Starting with the line that holds "Exercise. Spot the green grass verge", copy out each remaining line of the listing below, up to and including the last one, and include nothing else.

- _TASK INPUTS_:
......

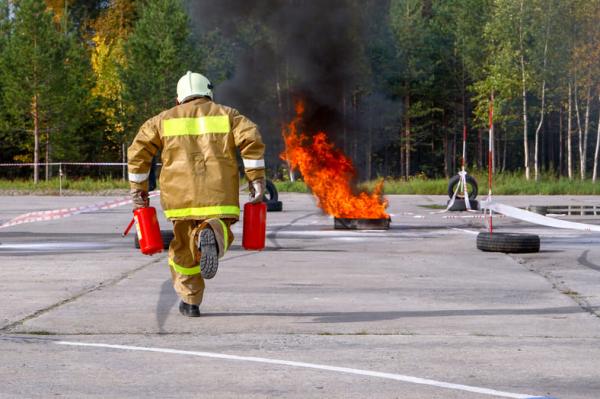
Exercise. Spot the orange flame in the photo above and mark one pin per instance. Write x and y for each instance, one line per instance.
(328, 172)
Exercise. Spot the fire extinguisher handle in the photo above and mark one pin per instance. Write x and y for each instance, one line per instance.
(128, 227)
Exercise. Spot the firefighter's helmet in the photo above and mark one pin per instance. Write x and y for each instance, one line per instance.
(193, 85)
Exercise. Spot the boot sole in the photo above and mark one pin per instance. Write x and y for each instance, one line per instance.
(188, 311)
(209, 258)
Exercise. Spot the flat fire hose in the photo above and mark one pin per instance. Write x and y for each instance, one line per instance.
(535, 218)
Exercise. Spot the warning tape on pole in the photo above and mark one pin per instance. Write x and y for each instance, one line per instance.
(42, 216)
(71, 164)
(535, 218)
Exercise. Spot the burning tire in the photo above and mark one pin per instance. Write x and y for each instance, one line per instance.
(460, 205)
(167, 236)
(471, 182)
(542, 210)
(508, 242)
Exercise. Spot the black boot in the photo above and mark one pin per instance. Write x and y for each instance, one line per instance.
(189, 310)
(209, 256)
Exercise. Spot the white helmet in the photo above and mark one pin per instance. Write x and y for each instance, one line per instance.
(193, 85)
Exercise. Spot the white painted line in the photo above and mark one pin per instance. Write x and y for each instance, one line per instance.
(389, 376)
(464, 230)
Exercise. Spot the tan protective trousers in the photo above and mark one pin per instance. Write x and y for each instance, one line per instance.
(184, 255)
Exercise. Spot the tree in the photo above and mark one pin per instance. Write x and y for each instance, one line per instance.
(42, 73)
(111, 30)
(158, 52)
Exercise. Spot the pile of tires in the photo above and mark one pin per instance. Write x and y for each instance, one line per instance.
(459, 202)
(508, 242)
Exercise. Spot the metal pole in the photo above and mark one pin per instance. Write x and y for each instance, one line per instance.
(60, 179)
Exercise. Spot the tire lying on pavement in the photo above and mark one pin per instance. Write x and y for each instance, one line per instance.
(271, 194)
(508, 242)
(471, 182)
(167, 236)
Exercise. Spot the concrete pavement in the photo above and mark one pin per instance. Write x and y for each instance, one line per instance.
(416, 301)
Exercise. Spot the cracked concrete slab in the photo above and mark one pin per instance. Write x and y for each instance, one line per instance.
(417, 300)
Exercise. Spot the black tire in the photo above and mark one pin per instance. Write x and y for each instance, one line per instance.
(167, 236)
(271, 194)
(508, 242)
(460, 205)
(471, 182)
(274, 206)
(542, 210)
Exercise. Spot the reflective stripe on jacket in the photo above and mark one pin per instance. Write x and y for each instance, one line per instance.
(199, 176)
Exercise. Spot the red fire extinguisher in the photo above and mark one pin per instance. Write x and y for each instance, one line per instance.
(148, 230)
(255, 226)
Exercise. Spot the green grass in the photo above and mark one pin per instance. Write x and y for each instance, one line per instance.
(503, 184)
(52, 186)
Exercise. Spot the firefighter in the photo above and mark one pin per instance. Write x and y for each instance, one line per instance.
(199, 180)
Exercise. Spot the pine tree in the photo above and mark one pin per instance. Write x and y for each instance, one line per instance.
(158, 53)
(43, 74)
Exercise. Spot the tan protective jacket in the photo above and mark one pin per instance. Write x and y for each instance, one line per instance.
(199, 176)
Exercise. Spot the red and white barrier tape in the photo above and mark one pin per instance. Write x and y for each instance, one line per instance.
(41, 216)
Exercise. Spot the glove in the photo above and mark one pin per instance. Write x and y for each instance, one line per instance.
(139, 198)
(257, 190)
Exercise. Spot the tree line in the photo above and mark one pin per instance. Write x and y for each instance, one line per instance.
(78, 77)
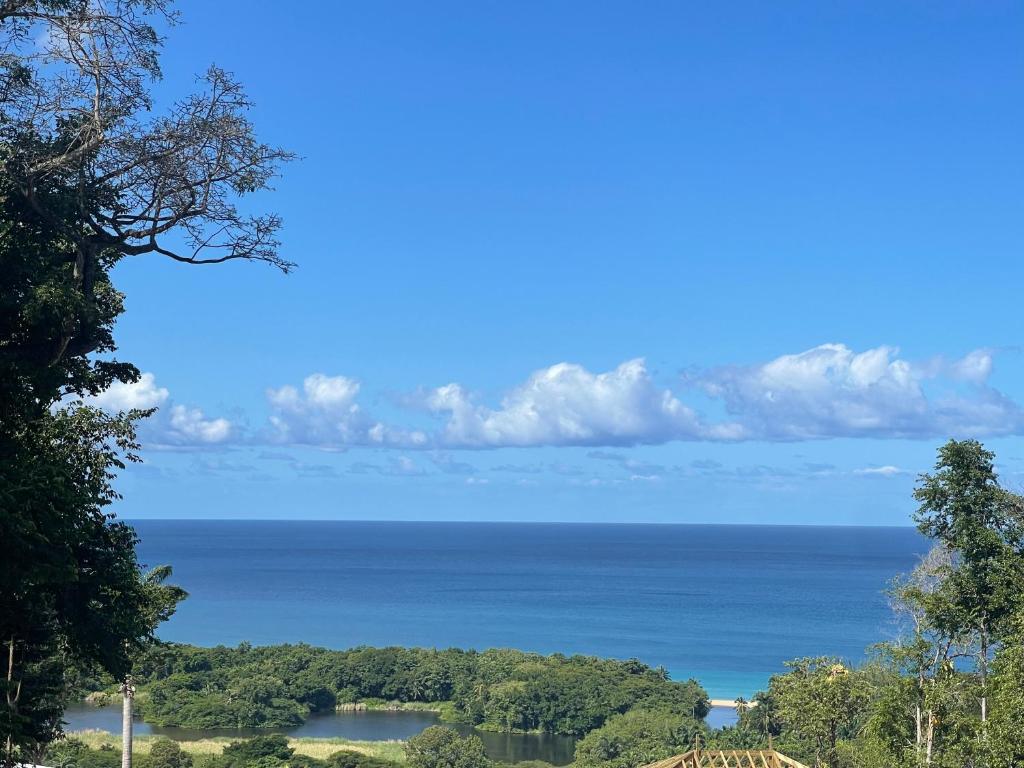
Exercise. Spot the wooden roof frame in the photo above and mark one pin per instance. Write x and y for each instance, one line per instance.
(728, 759)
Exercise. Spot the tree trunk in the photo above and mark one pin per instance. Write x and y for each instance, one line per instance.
(930, 730)
(983, 671)
(128, 695)
(13, 693)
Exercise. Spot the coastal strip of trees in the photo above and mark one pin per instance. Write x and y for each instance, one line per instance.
(500, 689)
(947, 691)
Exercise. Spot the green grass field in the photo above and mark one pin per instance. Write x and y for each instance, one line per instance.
(315, 748)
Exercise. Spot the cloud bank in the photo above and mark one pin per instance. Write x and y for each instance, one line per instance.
(172, 425)
(829, 391)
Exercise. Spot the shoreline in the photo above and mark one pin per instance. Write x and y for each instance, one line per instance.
(730, 704)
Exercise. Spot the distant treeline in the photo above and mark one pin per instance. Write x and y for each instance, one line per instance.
(503, 690)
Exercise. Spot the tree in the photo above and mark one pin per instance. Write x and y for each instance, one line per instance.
(936, 639)
(438, 747)
(638, 737)
(167, 754)
(269, 750)
(818, 702)
(91, 176)
(964, 507)
(1006, 731)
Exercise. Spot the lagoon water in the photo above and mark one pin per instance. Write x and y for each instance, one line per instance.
(725, 604)
(368, 726)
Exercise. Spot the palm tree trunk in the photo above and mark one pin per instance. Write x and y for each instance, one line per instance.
(128, 695)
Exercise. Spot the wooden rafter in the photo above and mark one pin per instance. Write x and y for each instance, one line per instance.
(728, 759)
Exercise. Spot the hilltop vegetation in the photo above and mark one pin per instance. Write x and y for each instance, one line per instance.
(503, 690)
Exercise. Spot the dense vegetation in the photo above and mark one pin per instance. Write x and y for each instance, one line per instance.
(504, 690)
(90, 174)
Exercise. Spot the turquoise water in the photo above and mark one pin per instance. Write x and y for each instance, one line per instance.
(725, 604)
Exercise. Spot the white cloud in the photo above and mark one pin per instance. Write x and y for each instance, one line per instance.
(887, 471)
(566, 404)
(826, 391)
(178, 426)
(326, 414)
(832, 391)
(190, 425)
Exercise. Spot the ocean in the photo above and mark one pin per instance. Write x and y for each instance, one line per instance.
(724, 604)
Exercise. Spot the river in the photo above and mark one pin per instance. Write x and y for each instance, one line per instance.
(365, 726)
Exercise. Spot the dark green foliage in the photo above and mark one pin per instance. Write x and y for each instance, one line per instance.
(638, 737)
(504, 690)
(167, 754)
(438, 747)
(1006, 730)
(265, 752)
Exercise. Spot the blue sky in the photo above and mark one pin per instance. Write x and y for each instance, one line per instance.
(655, 262)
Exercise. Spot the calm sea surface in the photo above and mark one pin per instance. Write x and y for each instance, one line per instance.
(725, 604)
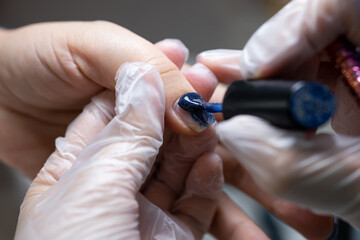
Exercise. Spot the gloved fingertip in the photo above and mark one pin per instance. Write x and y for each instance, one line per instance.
(335, 232)
(172, 47)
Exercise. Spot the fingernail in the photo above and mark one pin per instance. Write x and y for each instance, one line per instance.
(177, 43)
(197, 120)
(335, 232)
(200, 69)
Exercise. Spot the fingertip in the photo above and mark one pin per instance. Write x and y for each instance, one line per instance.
(224, 63)
(202, 79)
(175, 50)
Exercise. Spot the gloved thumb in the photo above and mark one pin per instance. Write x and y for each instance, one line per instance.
(296, 33)
(321, 173)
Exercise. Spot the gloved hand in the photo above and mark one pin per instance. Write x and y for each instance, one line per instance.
(89, 187)
(291, 44)
(50, 71)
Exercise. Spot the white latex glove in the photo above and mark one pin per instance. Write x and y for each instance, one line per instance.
(321, 173)
(89, 187)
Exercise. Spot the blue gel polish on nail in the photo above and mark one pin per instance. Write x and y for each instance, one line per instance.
(335, 232)
(198, 108)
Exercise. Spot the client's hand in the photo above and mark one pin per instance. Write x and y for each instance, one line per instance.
(50, 71)
(89, 187)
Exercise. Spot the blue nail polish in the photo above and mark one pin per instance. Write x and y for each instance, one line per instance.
(198, 108)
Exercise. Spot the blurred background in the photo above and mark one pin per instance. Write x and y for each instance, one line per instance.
(200, 24)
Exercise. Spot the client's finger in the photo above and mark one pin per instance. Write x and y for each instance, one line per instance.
(231, 223)
(223, 63)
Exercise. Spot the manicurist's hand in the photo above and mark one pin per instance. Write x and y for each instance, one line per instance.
(51, 70)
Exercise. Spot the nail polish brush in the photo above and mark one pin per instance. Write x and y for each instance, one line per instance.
(284, 103)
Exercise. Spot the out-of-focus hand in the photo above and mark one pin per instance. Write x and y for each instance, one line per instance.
(292, 44)
(89, 187)
(49, 73)
(321, 173)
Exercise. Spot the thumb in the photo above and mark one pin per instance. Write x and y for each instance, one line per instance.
(296, 33)
(106, 175)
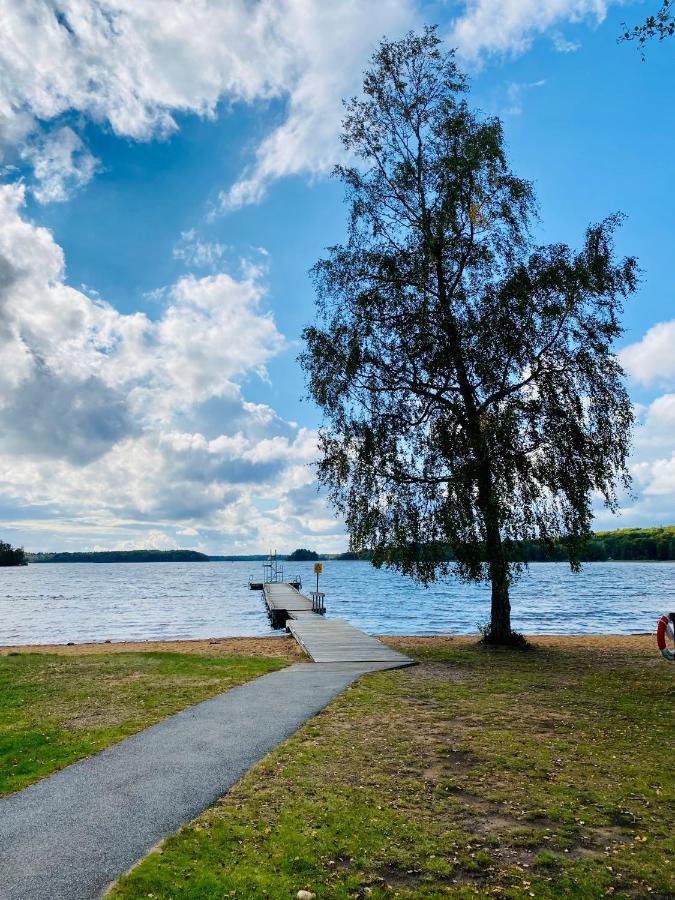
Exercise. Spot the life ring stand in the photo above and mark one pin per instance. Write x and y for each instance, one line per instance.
(666, 629)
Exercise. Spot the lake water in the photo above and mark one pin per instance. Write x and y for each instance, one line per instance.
(56, 603)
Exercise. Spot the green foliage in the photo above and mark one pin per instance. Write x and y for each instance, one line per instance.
(56, 709)
(11, 556)
(476, 774)
(121, 556)
(661, 25)
(467, 377)
(302, 555)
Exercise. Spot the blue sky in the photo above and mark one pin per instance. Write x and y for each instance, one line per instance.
(165, 191)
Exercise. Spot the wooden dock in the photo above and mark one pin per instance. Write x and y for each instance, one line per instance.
(325, 640)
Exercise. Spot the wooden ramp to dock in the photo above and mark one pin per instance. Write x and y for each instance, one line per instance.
(326, 640)
(335, 640)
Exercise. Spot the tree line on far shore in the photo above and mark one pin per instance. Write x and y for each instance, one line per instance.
(625, 544)
(11, 556)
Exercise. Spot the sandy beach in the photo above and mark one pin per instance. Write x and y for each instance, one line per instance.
(286, 648)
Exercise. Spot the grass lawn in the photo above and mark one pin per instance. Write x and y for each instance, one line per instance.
(477, 773)
(55, 709)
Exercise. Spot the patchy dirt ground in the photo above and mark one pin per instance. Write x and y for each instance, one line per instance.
(477, 773)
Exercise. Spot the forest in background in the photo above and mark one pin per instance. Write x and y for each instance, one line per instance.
(624, 544)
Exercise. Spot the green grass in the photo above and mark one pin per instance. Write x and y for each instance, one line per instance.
(56, 709)
(478, 773)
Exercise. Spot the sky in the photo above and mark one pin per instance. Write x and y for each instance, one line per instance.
(164, 189)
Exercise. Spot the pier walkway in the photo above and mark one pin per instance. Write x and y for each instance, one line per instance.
(325, 640)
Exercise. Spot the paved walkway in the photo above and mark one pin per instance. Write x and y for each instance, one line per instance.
(67, 837)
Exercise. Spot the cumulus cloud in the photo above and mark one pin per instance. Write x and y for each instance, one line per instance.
(121, 64)
(651, 360)
(509, 26)
(99, 411)
(197, 253)
(61, 163)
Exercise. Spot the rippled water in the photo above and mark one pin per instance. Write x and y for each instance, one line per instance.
(55, 603)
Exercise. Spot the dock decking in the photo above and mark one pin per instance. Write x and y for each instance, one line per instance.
(325, 640)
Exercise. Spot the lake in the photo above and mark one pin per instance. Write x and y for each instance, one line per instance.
(56, 603)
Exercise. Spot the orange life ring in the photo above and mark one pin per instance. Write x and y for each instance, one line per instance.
(666, 628)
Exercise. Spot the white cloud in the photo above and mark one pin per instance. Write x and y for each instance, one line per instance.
(562, 44)
(197, 253)
(509, 26)
(652, 359)
(514, 93)
(61, 163)
(98, 410)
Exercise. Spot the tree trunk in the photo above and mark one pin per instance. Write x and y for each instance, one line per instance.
(500, 614)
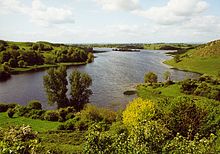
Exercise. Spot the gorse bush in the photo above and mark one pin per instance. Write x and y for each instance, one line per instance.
(51, 115)
(18, 140)
(10, 112)
(35, 104)
(172, 126)
(137, 111)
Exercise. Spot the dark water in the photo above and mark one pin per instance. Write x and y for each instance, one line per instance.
(112, 73)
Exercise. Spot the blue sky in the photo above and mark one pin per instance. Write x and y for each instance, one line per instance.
(110, 21)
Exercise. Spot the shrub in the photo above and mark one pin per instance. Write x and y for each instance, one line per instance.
(188, 86)
(3, 107)
(181, 144)
(19, 140)
(35, 104)
(150, 77)
(70, 116)
(185, 117)
(138, 111)
(51, 116)
(22, 111)
(11, 112)
(37, 114)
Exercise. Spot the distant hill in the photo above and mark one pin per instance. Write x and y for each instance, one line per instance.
(211, 49)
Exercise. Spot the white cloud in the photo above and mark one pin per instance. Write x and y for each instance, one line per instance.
(118, 4)
(7, 6)
(174, 11)
(50, 15)
(39, 13)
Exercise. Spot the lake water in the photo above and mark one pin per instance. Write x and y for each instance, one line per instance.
(112, 73)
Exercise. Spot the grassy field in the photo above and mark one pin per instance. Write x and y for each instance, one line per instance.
(204, 59)
(208, 66)
(65, 141)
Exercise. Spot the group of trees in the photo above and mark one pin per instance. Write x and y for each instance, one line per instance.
(71, 54)
(204, 86)
(55, 83)
(21, 58)
(151, 77)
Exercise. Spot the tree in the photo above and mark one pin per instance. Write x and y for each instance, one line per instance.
(150, 77)
(177, 59)
(80, 91)
(167, 76)
(55, 83)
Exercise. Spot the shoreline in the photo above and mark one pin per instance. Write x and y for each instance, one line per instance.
(43, 67)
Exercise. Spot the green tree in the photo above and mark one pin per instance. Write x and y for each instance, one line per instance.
(80, 92)
(167, 76)
(177, 59)
(16, 140)
(55, 84)
(150, 77)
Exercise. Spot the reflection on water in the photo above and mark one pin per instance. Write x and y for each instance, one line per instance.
(112, 74)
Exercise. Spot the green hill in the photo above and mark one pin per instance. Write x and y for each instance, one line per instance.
(211, 49)
(204, 59)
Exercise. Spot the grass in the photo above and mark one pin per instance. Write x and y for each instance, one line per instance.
(157, 94)
(37, 125)
(204, 59)
(209, 66)
(65, 141)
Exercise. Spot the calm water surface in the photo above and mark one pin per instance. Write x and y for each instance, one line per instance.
(112, 73)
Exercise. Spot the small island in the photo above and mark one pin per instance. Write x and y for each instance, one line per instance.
(126, 50)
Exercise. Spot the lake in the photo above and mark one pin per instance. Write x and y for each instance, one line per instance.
(112, 72)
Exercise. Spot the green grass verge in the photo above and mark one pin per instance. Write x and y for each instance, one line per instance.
(208, 66)
(37, 125)
(65, 141)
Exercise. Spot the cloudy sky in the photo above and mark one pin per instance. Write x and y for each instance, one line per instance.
(110, 21)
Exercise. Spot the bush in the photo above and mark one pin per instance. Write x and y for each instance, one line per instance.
(92, 113)
(35, 104)
(19, 140)
(138, 111)
(37, 114)
(70, 116)
(11, 112)
(22, 111)
(150, 77)
(3, 107)
(51, 116)
(185, 117)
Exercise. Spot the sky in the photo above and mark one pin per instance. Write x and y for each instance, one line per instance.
(110, 21)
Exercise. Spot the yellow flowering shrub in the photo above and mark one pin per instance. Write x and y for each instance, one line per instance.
(138, 111)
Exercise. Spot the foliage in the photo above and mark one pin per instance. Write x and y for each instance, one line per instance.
(19, 140)
(80, 92)
(35, 104)
(177, 58)
(167, 76)
(71, 55)
(138, 111)
(51, 115)
(180, 144)
(55, 83)
(185, 117)
(150, 78)
(5, 107)
(90, 57)
(11, 112)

......

- _RESPONSE TO THE TASK_:
Exercise. Spot the green grass verge in the photo above and mark one pin per instance. Write x and y for each instance, one line per instance.
(208, 66)
(37, 125)
(65, 141)
Exercise. Spot the cloudy sky in the photo above and mark one pin per instance. Write x and y for each instance, one line per instance.
(110, 21)
Exercise. Spot the bush in the photo above and mark one pin per instance. Write x and y for each instance, one line per instance.
(92, 113)
(35, 104)
(19, 140)
(138, 111)
(37, 114)
(70, 116)
(11, 112)
(22, 111)
(150, 77)
(3, 107)
(51, 116)
(185, 117)
Exercise. Spot the sky in the photo above and mark one pin per instance. Write x and y for each instance, one line per instance.
(110, 21)
Exercise. Spot the yellow flowering shrub in the photo above and mark one pin per instance. Write x and y for each instance, one line per instance.
(138, 111)
Exercise. Spot the foliage in the photo above and mark one pin per instance. Write x and y for each instance, one line per instance.
(19, 140)
(80, 92)
(35, 104)
(177, 58)
(167, 76)
(71, 55)
(138, 111)
(51, 115)
(180, 144)
(55, 83)
(185, 117)
(150, 78)
(5, 107)
(90, 57)
(11, 112)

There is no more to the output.